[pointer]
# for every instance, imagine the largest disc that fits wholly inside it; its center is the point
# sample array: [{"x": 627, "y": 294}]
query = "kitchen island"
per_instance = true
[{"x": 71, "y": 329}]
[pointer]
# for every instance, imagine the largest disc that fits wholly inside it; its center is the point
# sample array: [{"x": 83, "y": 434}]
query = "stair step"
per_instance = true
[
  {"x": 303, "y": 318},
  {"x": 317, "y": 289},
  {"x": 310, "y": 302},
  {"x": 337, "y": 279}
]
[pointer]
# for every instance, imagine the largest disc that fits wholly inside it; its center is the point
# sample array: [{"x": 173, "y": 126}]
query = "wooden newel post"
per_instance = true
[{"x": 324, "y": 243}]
§ §
PROBLEM DETAILS: Extract, word for word, each line of the listing above.

RESPONSE:
[pointer]
# for every instance, imagine the largest disc that fits wholly inside it; its center is the point
# sample array: [{"x": 627, "y": 294}]
query = "kitchen island"
per_instance = true
[{"x": 71, "y": 329}]
[pointer]
# for every instance, imagine the largest disc that fits wholly inside it; its center is the point
# sample array: [{"x": 83, "y": 434}]
query = "stair step"
per_instance = true
[
  {"x": 303, "y": 318},
  {"x": 317, "y": 289},
  {"x": 310, "y": 302},
  {"x": 337, "y": 279}
]
[pointer]
# for every instance, imagine the largest disc that fits wholly inside it; its center is the point
# sample array: [{"x": 173, "y": 126}]
query = "wooden newel post"
per_instance = true
[{"x": 324, "y": 243}]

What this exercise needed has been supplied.